* Prompt:
A word-for-word reproduction of the data below is needed, with no pictures in it.

Source data:
---+---

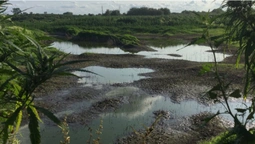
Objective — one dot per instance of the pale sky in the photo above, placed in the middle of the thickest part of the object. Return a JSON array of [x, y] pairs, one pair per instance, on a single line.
[[95, 7]]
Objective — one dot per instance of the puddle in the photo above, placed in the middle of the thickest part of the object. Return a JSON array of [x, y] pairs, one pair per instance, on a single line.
[[111, 75], [75, 49], [135, 114], [196, 53]]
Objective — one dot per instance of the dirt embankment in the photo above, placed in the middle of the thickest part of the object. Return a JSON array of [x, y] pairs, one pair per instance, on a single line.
[[177, 79]]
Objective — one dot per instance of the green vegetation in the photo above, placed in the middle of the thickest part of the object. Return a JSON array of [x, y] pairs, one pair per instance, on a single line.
[[239, 28], [122, 24], [24, 66]]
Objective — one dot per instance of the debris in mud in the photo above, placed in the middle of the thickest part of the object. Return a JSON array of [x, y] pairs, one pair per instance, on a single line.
[[175, 55], [163, 113], [202, 130], [107, 104]]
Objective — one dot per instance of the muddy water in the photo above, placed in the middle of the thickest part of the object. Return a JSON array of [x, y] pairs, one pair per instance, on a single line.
[[135, 113], [75, 49], [196, 53], [110, 75]]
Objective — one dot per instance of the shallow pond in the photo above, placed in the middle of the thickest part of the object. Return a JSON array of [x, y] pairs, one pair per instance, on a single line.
[[196, 53], [136, 113], [75, 49], [110, 75]]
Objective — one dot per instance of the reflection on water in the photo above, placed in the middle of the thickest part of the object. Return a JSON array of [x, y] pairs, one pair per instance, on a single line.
[[75, 49], [111, 75], [196, 53], [135, 114]]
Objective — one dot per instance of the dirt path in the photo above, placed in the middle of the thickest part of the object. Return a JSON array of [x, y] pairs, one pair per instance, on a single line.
[[178, 79]]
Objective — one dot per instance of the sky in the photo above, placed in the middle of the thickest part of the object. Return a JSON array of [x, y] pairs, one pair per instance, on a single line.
[[96, 7]]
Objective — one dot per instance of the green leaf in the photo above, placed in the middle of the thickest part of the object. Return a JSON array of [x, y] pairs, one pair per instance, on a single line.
[[212, 95], [50, 115], [35, 112], [240, 110], [18, 121], [33, 125], [236, 94], [10, 122]]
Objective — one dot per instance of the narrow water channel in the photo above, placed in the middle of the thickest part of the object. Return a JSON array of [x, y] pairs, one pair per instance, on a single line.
[[110, 75], [196, 53]]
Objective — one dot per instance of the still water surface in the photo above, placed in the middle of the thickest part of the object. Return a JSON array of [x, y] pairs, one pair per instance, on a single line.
[[196, 53]]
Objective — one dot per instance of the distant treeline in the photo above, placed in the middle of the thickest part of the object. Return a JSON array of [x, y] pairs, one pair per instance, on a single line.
[[68, 24], [148, 11]]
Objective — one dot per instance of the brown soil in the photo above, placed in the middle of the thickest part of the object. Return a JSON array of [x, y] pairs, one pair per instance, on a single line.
[[177, 79]]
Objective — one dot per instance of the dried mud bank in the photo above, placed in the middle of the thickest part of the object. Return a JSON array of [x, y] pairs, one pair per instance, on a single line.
[[178, 79]]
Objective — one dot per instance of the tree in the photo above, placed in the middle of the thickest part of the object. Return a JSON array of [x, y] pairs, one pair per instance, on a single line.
[[165, 11], [240, 27], [24, 66], [67, 13], [16, 11]]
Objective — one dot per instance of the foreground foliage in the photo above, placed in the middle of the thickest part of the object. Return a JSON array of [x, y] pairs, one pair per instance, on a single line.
[[239, 28], [24, 66]]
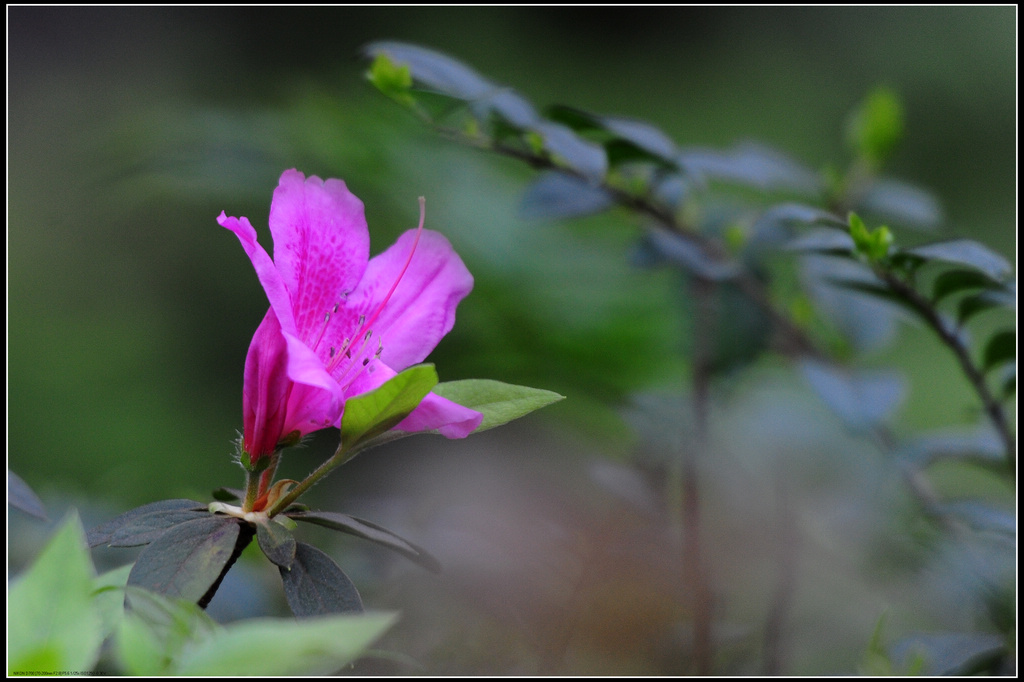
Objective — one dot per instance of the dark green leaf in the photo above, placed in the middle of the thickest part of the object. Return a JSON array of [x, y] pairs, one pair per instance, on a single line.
[[556, 196], [983, 517], [956, 281], [824, 241], [499, 402], [981, 444], [187, 559], [862, 399], [373, 533], [228, 495], [889, 201], [753, 165], [316, 586], [276, 543], [22, 497], [643, 135], [967, 252], [867, 323], [690, 255], [1001, 347], [510, 105], [972, 305], [953, 653], [571, 151], [434, 70], [381, 409], [145, 528], [102, 533]]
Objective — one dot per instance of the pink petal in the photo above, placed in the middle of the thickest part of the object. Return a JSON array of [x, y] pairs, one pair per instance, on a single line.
[[265, 269], [264, 394], [450, 419], [421, 310], [321, 245]]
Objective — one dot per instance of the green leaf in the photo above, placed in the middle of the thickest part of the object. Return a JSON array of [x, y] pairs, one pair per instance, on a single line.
[[876, 127], [982, 444], [432, 69], [967, 252], [972, 305], [316, 586], [861, 399], [381, 409], [573, 152], [953, 282], [556, 196], [890, 201], [102, 534], [53, 625], [143, 529], [276, 543], [499, 402], [752, 165], [22, 497], [1001, 347], [373, 533], [823, 241], [187, 559], [391, 79], [275, 647], [156, 630]]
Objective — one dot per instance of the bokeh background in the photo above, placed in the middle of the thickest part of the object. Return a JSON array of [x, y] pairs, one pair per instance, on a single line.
[[130, 311]]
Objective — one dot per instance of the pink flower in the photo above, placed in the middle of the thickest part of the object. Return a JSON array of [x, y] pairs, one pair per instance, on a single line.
[[340, 323]]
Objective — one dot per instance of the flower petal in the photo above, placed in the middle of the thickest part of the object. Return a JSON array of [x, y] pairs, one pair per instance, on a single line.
[[321, 245], [450, 419], [421, 310], [264, 394], [265, 269]]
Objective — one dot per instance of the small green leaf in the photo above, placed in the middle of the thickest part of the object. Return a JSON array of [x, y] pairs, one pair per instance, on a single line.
[[187, 559], [276, 543], [433, 70], [316, 586], [556, 196], [972, 305], [22, 497], [861, 399], [1000, 348], [499, 402], [373, 533], [876, 127], [571, 151], [53, 625], [967, 252], [953, 282], [392, 80], [286, 647], [143, 529], [228, 495], [102, 534], [381, 409]]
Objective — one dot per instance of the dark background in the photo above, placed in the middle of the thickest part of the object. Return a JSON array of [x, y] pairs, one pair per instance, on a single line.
[[130, 310]]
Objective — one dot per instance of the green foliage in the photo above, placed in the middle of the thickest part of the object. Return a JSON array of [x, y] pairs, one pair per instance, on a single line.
[[374, 413], [53, 625], [500, 402], [876, 128]]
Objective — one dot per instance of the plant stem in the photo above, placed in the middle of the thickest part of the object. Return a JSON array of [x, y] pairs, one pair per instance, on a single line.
[[974, 375]]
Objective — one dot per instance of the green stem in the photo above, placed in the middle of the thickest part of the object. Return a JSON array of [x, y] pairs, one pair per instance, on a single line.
[[342, 455]]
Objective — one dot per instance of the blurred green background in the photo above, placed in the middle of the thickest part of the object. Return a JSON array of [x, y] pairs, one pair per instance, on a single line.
[[130, 310]]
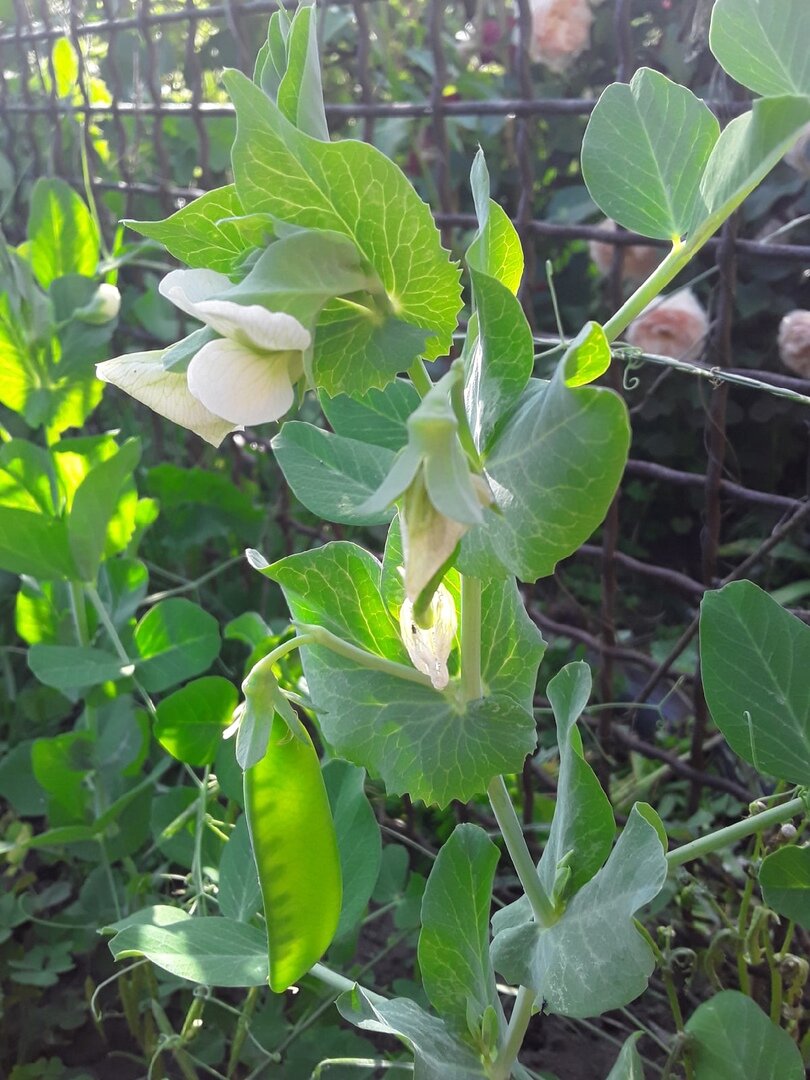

---+---

* Answer space:
Objective — one dot per instance of the pale sky in the photo above, placed in the middle of the thickest part of the object. Return a JSON array of [x, y] pairs, one pair per instance, on a single line.
[[95, 7]]
Objective — one dot per instance of the puddle in the photo above, placed in the middle of the thickest part of the object. Return a JSON array of [x, y] pairs, one pair per instance, on a single line.
[[111, 75], [75, 49], [135, 114], [196, 53]]
Objective — one dot per instance of the dirt embankment in the photo above, placed in the middle of the thickest part of the object. Return a JSON array of [x, y] pairs, one pair per instance, on a single line.
[[177, 79]]
Objective — one dot per instance of the green vegetation in the photo above, placed in the middle of the thickest part of the object. Return a JSON array of [x, y] pairs, one pair per instance, on a single line.
[[239, 28], [122, 24], [24, 66]]
Objective — one dot per instance of the debris in mud in the photo above, placed in the middle of the thickest part of the object. Return a JSON array of [x, y] pairs, one pair per instance, on a single line.
[[175, 55], [163, 113], [202, 130], [107, 104]]
Objective — one dot per instance of the muddy water in the photo above, placed in the middle of the thickest part of the object. Return a JSON array of [x, y] pairs, one pair per instance, on a single line.
[[135, 113], [75, 49], [196, 53], [110, 75]]
Objective — one dot per instance of the shallow pond in the photo above, placed in the middle of the thickest part of the object. Return a JSON array of [x, y] pairs, one pair per instance, on a single line.
[[196, 53], [136, 113], [75, 49], [110, 75]]
Objective — one dot per instance of the reflection on water in the photo above, placed in the middle of the thickest part of the object. Return a JSON array of [x, y] pairs, one pair per instance, on a single line.
[[75, 49], [111, 75], [196, 53], [135, 114]]
Objective — one dot per instance of the dirt path in the photo above, placed in the middle of the thickest part of the object. Return a JSON array of [x, y] pairs, one pair per instance, on a single line.
[[178, 79]]
Objective — one dot per instance of the sky in the photo above, placed in the middle of the thickest part of the object. Return a JSON array of [x, y] pairs, one pair per instance, on a single line.
[[96, 7]]
Objective — one dot per instance of the green leaf in the photo above, placed in the middle of the thickest part of the object. Return a JSON array of [x, y] pairs, one pair per instance, on a single line.
[[212, 95], [50, 115], [35, 112], [240, 110], [18, 121], [33, 125], [236, 94], [10, 122]]
Objective — one dot per instance of the narrow water channel in the photo above, placed in the middle of the thickest part of the object. Return a JSON array of [x, y] pairs, one pair per instance, on a single line.
[[110, 75], [196, 53]]
Objective — one dot per instance of the still water surface in the photo above, placed in the middle of the thickest part of the object. Return a JSON array of [x, y] pairs, one pair per instance, on a single line.
[[196, 53]]
Objective — one dot per instance of the distant treeline in the photo above, placed in the middle of the thickest part of the object. Return a JSON array of [x, y] pairs, one pair per instance, on a single line.
[[68, 24], [148, 11]]
Objective — one dot per instance of the brown soil in the photo above, placed in the middle of the thickest part of the object. Return a JSON array of [x, y] pairs, one pair per instance, on a single line.
[[177, 79]]
Objective — one dot per instance of the dried mud bank in the photo above, placed in the middle of the thickest part of the object. Return a JSON array of [x, y] pairs, one pair per instance, on a single line.
[[178, 79]]
Objective — one dot per instance of the tree in the photo above, placed in the middle of the thickest part of the object. Return a JSON array of [x, y] pairs, one pair per instance, on a single line.
[[165, 11], [240, 27], [24, 66], [67, 13], [16, 11]]
Objective — one dot per instance of the foreground foliage in the photo above, placed in the middle of the thickest part of the object. Return a JSON array of [x, y] pairs, one pair per instance, on a single line.
[[239, 28], [24, 66]]
Objective — one dot per instance of the dark green leaf in the photo above, placed in the middle of the thickest part of the object. Return a JSON array of [x, y] pairs, one pair per instance, on a single line.
[[556, 196], [983, 517], [956, 281], [824, 241], [499, 402], [981, 444], [187, 559], [862, 399], [373, 533], [228, 495], [889, 201], [753, 165], [316, 586], [276, 543], [22, 497], [643, 135], [967, 252], [867, 323], [690, 255], [1001, 347], [510, 105], [972, 305], [953, 653], [571, 151], [434, 70], [381, 409], [145, 528], [102, 533]]
Objective — one dot per instance of the pink petal in the photo above, placed in the middle of the thickest part of the object. Return a JSON array of [x, y] pairs, one pair per instance, on a single line.
[[265, 269], [264, 394], [450, 419], [421, 310], [321, 245]]
Objective — one dot per instance of the green leaf in the photo above, placed in the middle of the thickest part of the object. Return a JSON array of [x, y] pairs, one pair per instance, on a single line.
[[876, 127], [982, 444], [432, 69], [967, 252], [972, 305], [316, 586], [861, 399], [381, 409], [573, 152], [953, 282], [556, 196], [890, 201], [102, 534], [53, 625], [143, 529], [276, 543], [499, 402], [752, 165], [22, 497], [1001, 347], [373, 533], [823, 241], [187, 559], [391, 79], [275, 647], [156, 630]]
Objective — one dot per instance of the bokeh background in the photo above, placed in the middle of the thickest part of the object. Return a JSON array of [x, y] pairs, one pair per instance, on a single line.
[[130, 311]]
Objective — one dot per instance of the pink flower in the photo above, placed in the middle of the thickest part of the object. Return a JSON array of [x, y] pairs, one pair per instance, on a single line.
[[340, 323]]
Objective — one dot per instance of the flower petal in the photo above, placed in the middle of the thickest part of the object. Return a JSON array of [x, y] pairs, one pair per instance, on a single line.
[[321, 245], [450, 419], [421, 310], [264, 394], [265, 269]]
Objective — one dot per instance of the small green leaf in the photo above, placed in the middle of the thickest part of the object. Return a JSON array of [x, y] pairs, one pair per instance, on a single line.
[[187, 559], [276, 543], [433, 70], [316, 586], [556, 196], [972, 305], [22, 497], [861, 399], [1000, 348], [499, 402], [373, 533], [876, 127], [571, 151], [53, 625], [967, 252], [953, 282], [392, 80], [286, 647], [143, 529], [228, 495], [102, 534], [381, 409]]
Objective — one dot per instance of the dark background in the photo above, placed in the middle of the thickest part of the object. Return a JSON array of [x, y] pairs, one pair per instance, on a single line.
[[130, 310]]
Objective — one dot per instance of the green foliage in the photo above, placed in the middle of the thickest part of the object. Return a JSON array of [x, y] pairs, one pair per instance, on a single line.
[[374, 413], [53, 625], [500, 402], [876, 128]]
Objective — one dot per instance of the plant stem in the photo above, placed in the middle of the thickest part of the object. Return a JSON array of [x, y] pairs, one pair per instance, on a single line.
[[974, 375]]
Objective — one dot per instance of the green stem in the photo above, placed in the middle of the thickest part of the object. Return a JSON array of [x, y] pairs, one pair per instance, on a single line.
[[342, 455]]
Objective — one dot per instance of the blurred green background in the photo above, placed in the middle of the thickest part of the object. Return a JSON array of [x, y] pairs, one pair per instance, on a single line.
[[130, 310]]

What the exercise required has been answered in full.